Excerpts from point annotation data
>> Begin

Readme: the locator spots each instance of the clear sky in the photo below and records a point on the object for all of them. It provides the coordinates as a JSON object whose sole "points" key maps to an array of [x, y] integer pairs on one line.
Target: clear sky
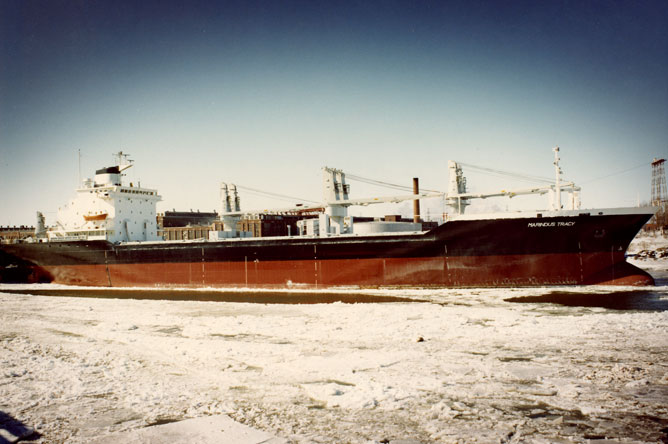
{"points": [[263, 94]]}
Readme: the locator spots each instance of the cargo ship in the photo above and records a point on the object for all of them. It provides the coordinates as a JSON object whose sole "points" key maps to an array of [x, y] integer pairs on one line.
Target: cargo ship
{"points": [[108, 236]]}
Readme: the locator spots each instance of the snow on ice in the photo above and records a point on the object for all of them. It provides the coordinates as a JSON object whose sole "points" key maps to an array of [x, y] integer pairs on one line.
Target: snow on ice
{"points": [[464, 366]]}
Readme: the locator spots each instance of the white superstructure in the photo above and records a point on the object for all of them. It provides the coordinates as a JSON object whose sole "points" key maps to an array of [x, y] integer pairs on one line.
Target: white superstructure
{"points": [[106, 209]]}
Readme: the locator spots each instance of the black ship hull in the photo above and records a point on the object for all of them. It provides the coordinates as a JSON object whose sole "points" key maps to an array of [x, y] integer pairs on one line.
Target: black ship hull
{"points": [[573, 249]]}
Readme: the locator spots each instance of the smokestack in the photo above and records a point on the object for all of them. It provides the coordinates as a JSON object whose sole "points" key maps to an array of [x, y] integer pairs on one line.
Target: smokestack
{"points": [[416, 202]]}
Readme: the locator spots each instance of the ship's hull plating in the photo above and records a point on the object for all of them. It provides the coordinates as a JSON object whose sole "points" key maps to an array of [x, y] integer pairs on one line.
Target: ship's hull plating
{"points": [[571, 250]]}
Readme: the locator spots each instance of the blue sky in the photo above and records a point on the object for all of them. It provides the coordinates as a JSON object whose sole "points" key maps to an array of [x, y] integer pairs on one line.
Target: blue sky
{"points": [[263, 94]]}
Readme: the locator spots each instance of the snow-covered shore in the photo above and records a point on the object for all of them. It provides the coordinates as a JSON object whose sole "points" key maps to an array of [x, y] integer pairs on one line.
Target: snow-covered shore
{"points": [[466, 367]]}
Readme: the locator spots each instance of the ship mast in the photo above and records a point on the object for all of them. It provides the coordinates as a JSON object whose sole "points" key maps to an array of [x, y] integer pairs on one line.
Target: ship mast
{"points": [[557, 184]]}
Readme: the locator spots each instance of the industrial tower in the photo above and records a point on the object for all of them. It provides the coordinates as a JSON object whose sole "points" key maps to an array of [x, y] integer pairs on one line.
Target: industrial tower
{"points": [[659, 195]]}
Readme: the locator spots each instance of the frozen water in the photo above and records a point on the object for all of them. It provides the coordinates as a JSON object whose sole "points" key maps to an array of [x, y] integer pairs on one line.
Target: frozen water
{"points": [[465, 366]]}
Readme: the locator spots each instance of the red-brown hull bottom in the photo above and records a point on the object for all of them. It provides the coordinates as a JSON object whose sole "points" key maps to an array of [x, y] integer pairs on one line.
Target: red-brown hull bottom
{"points": [[462, 271]]}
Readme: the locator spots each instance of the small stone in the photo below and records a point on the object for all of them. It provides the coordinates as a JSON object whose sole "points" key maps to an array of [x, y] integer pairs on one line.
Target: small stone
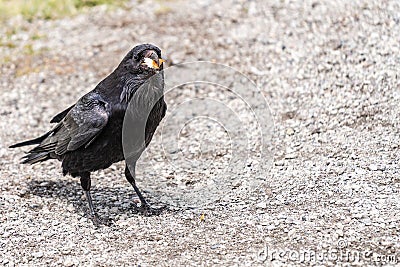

>> End

**INSTRUCTIONS TO FOLLOW:** Reproduce all of the lines above, swapping "locator" for "annotator" everywhere it occurs and leaving everything else untouched. Omit the pictures from your answer.

**COMPLETE OUTPUT:**
Readme: the annotator spots each instance of the clear sky in the photo below and records a point on the object for all of them. It provides the coordinates as a JSON object whose sole "points" key maps to an array of [x, y] integer pairs on one line.
Target: clear sky
{"points": [[263, 94]]}
Readme: the annotator spots each instance of the cargo ship in the photo above and records a point on the object for all of them. It provides the coordinates as a JSON object whose sole "points" key maps to an array of [x, y] integer pairs on one line.
Target: cargo ship
{"points": [[108, 236]]}
Readme: the annotator spots each instance of the snow on ice in the photo above and records a point on the object for all of them. It provides the coordinates as a JSON object whose sole "points" key maps to an array of [x, y] integer pairs on one line.
Target: snow on ice
{"points": [[464, 366]]}
Readme: the annotator spots each instance of the white superstructure in the photo above and records a point on the object for all of them. It provides the coordinates as a JSON object whose sole "points" key maps to an array of [x, y] integer pairs on one line.
Target: white superstructure
{"points": [[106, 209]]}
Readme: the annotator spots each instance of the black ship hull in the photo above and records a point on the object for all of them. It provides the coordinates as a JSON object whose sole "points" key maps to an array of [x, y] integer pairs on one line.
Target: black ship hull
{"points": [[573, 249]]}
Readme: the annotator spots each instance of the smokestack in the photo above and records a point on the object for all of them. It provides the coordinates as a JSON object whose sole "points" key maps to an array of [x, y] integer pairs on one line.
Target: smokestack
{"points": [[416, 202]]}
Readme: the annotator spots each instance of the ship's hull plating in the photo above and records a point on the object for all of them. It provides the coordinates as a JSON object whose sole "points" key maps to an array of [x, y] integer pairs on one line.
Target: ship's hull plating
{"points": [[571, 250]]}
Readme: the annotator spots each instance of the blue sky in the photo above and records a point on the object for all of them. It provides the coordinates as a JSON object whose sole "points" key maps to an array of [x, y] integer pairs on one line.
Target: blue sky
{"points": [[263, 94]]}
Readme: the annotator spots each instance of the snow-covered shore in the photo above and records a point on the object for all of them. It provides the coordinates as a JSON object whose sole "points" key maps to an array of [x, y] integer pairs on one line.
Target: snow-covered shore
{"points": [[466, 367]]}
Readme: the annotator spots each instance of the ship mast in the photo above and records a point on the object for all of them. It provides the coordinates as a JSON object whose sole "points" key maps to an array of [x, y] integer pairs on one line.
Target: ship mast
{"points": [[557, 184]]}
Readme: the annotator spots each instance of the industrial tower in the photo above and records a point on the object for all of them. It provides the coordinates as a JSON object whose sole "points" key maps to an array of [x, y] integer pairs on one line.
Target: industrial tower
{"points": [[659, 195]]}
Readme: the annotator spots each instance of the frozen water in the photo above and records a point on the object for all of them. It provides the coordinates as a JSON object whose sole "points" key maps to an array of [x, y] integer pairs on one line.
Target: frozen water
{"points": [[465, 366]]}
Readme: the annotator spots each instance of the red-brown hull bottom in the photo above and records a point on the object for all of them. It provides the coordinates as a JSON object whose sole "points" key maps to an array of [x, y] integer pairs on one line.
Target: red-brown hull bottom
{"points": [[462, 271]]}
Readme: the annotator spots each instance of the small stone in the photo below and records a point on the object for all of them. It provides the coordinates as a JSON object whose sole "points" key maps to an array of [x, y] integer pairs on one line.
Target: small stone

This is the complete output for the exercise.